> Exercise instructions: Nothing in the data should change when you return it, but leave the pictures out.

> Supplied entries:
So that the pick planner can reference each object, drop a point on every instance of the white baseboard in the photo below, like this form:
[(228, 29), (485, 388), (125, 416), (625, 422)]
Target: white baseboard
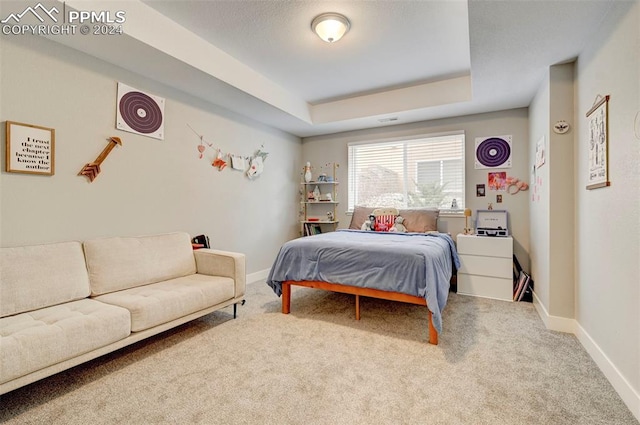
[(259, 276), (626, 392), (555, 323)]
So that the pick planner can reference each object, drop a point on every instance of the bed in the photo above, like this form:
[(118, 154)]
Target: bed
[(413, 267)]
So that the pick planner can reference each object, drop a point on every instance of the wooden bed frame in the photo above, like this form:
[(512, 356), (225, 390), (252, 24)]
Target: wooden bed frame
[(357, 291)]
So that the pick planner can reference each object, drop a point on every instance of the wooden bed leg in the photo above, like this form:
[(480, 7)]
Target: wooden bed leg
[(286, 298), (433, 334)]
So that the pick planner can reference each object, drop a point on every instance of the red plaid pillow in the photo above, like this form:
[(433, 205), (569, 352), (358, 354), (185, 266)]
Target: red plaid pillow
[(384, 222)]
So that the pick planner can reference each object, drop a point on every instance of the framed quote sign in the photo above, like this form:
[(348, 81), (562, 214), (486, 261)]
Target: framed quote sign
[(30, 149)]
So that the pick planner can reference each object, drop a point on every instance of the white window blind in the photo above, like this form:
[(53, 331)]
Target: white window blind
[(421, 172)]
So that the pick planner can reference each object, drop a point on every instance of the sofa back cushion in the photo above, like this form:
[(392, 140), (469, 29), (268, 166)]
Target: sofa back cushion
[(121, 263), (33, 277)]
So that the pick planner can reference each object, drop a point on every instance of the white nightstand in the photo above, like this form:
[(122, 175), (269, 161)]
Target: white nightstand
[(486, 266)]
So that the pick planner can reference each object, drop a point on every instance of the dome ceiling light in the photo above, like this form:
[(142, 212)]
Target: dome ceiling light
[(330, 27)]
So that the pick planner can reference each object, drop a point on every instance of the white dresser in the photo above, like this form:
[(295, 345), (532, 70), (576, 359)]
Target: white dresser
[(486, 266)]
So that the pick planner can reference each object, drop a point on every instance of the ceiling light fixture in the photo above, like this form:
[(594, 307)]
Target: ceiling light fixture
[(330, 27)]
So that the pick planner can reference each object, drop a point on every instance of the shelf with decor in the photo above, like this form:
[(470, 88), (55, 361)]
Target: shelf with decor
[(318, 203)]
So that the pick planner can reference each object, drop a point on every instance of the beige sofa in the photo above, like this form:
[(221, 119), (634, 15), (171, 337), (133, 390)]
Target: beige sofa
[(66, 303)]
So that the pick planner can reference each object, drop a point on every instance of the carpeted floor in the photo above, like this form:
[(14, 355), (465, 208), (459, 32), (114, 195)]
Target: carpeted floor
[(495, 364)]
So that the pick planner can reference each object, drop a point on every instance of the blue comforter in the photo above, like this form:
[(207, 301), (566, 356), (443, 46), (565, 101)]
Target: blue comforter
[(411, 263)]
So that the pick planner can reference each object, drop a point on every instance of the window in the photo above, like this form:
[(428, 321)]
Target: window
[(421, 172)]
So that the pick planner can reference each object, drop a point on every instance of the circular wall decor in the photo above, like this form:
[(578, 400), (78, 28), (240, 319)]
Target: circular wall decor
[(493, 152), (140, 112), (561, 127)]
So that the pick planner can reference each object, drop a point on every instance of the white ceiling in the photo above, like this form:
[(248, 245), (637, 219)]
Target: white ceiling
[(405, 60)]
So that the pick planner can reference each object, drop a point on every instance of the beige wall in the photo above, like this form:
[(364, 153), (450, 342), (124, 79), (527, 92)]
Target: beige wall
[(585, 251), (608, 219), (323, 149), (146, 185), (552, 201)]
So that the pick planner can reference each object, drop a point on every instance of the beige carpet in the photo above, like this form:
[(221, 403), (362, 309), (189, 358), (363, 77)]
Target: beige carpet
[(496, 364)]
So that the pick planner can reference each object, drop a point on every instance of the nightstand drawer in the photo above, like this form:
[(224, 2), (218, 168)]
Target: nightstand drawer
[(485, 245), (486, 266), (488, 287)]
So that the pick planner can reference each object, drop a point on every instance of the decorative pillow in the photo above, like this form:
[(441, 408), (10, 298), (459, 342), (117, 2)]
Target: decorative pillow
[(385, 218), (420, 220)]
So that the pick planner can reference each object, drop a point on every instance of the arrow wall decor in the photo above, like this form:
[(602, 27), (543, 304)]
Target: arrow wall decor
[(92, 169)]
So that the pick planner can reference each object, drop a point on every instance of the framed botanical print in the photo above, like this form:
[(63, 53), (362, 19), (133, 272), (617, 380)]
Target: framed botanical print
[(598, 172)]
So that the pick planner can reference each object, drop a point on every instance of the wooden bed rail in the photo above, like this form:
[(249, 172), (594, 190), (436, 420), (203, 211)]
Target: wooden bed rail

> Exercise result:
So that the pick planner can reference each object, drop a point on every instance of the white baseboard in the photo below, like this form:
[(228, 29), (485, 388), (125, 416), (625, 422)]
Target: white baseboard
[(259, 276), (626, 392), (555, 323)]
So that the pick planner can reference each object, drop a point on every instance of the bed in the photo above, like this form:
[(118, 154)]
Target: bed
[(413, 267)]
So that the pick planner can reference each object, drop a point on every instance of the wooden bed frame in the photo above, like this form:
[(512, 356), (225, 390), (252, 24)]
Target: wooden bed frame
[(357, 291)]
So that the pick planner can reference each object, drop a point on every instance of the wooden bed leg in the photo above, like this form:
[(480, 7)]
Target: wooden bed leg
[(286, 298), (433, 334)]
So that the pick planner can reference each object, drop a point on every instance of the red plaid pillow in the photo above, like this form:
[(433, 205), (569, 352), (358, 354), (185, 266)]
Target: red plaid pillow
[(384, 222)]
So that the pick planner can reference each object, drop a point on every instance of the framed quote sign in the photo above, like this form:
[(348, 81), (562, 214), (486, 261)]
Target: framed quote sign
[(30, 149)]
So that the pick planner can reference each object, drop a point on every instance of the white window blind in the photo above, like this form:
[(53, 331)]
Target: white window blind
[(421, 172)]
So that the pick planner can reference each object, drop a point on every instance of the sofa back cushion in the photo above, like this form:
[(392, 140), (469, 29), (268, 166)]
Target: sofa back cushion
[(121, 263), (33, 277)]
So that the pick planner can reference each object, drop a point on every instance of the white nightstand in the photo above, like this form:
[(122, 175), (269, 161)]
Target: white nightstand
[(486, 266)]
So that the pick planner can reference each object, drop a point on every instance of the dome ceiling light in the photo above, like this form:
[(142, 212)]
Target: dome ceiling light
[(330, 27)]
So that the pick planner can reference each object, drop a point on every instance of the white dresser in the photo above, like this form:
[(295, 345), (532, 70), (576, 359)]
Target: white dresser
[(486, 266)]
So that the pick planner can reference each object, drop a point on every instance of the ceiling light fixture in the photo above, like this form:
[(594, 307)]
Target: ceiling light fixture
[(330, 27)]
So that the pick planner can reference each object, drop a point on every instance of the shelf with decor in the photo above, like this form:
[(470, 88), (55, 361)]
Target: shelf with decor
[(318, 203)]
So that the pick planner can reference each object, drop a point on every instance of the beige sofa in the photo above, like this form:
[(221, 119), (634, 15), (171, 337), (133, 390)]
Target: beige sofa
[(66, 303)]
So that the pick planner can reference each object, drop a point on every instance of the carpeted floor in the photo above, like this form:
[(14, 355), (465, 208), (459, 32), (114, 195)]
Target: carpeted floor
[(495, 364)]
So that the pick planner can reference each object, drop a point on every instance of the blue comforter in the photo above, like this form:
[(207, 301), (566, 356), (443, 46), (565, 101)]
Target: blue comforter
[(411, 263)]
So that the pick planner can reference each object, drop a point on every instance of the window in the photo above, like this form:
[(428, 321)]
Target: window
[(421, 172)]
So that the pick planner can reference each object, drop a point on every instance of the circular wall decor in the photo above, like this form:
[(578, 400), (78, 28), (240, 319)]
Target: circular wall decor
[(493, 152), (140, 112), (561, 127)]
So that the pick planner can reference each object, drop a point on every instance of the white ceiling in the photo above, like this form:
[(248, 245), (637, 219)]
Target: white ceiling
[(405, 60)]
So that the pick planner can reference each object, drop a point on every instance of the beige wall in the photo above, like this form:
[(364, 153), (450, 342), (124, 79), (527, 92)]
Target: beige wall
[(585, 251), (608, 219), (323, 149), (146, 185), (552, 201)]
So that the pick planner can reference each object, drop a point on every instance of the beige carpet in the photo above, like this form:
[(221, 403), (362, 309), (189, 358), (363, 77)]
Target: beige carpet
[(496, 364)]
So that the pick planner can reference each object, drop a point on every instance of the nightstand drawer in the photo above, like this form:
[(224, 2), (218, 168)]
Target: nightstand drawer
[(485, 245), (486, 266), (488, 287)]
So that the pick planner can reference each object, drop a point on every instance of the decorative pillow in the photo above, like this form:
[(441, 408), (10, 298), (459, 342), (117, 2)]
Target: decorative pillow
[(385, 218), (420, 220)]
So that the pick planner can reference each object, drop a point on every instance of the arrow wall decor in the photo above, like this form:
[(602, 27), (543, 304)]
Target: arrow wall decor
[(92, 169)]
So that the pick planner can reference each object, drop a point on every instance of the framed botanical print in the photo above, like this form:
[(63, 53), (362, 19), (133, 272), (617, 380)]
Target: framed botanical print
[(598, 172)]
So that the pick planner can reference each object, drop a point on every instance of the wooden bed rail in the photo above, like this form:
[(249, 172), (594, 190), (436, 420), (203, 211)]
Target: wooden bed rail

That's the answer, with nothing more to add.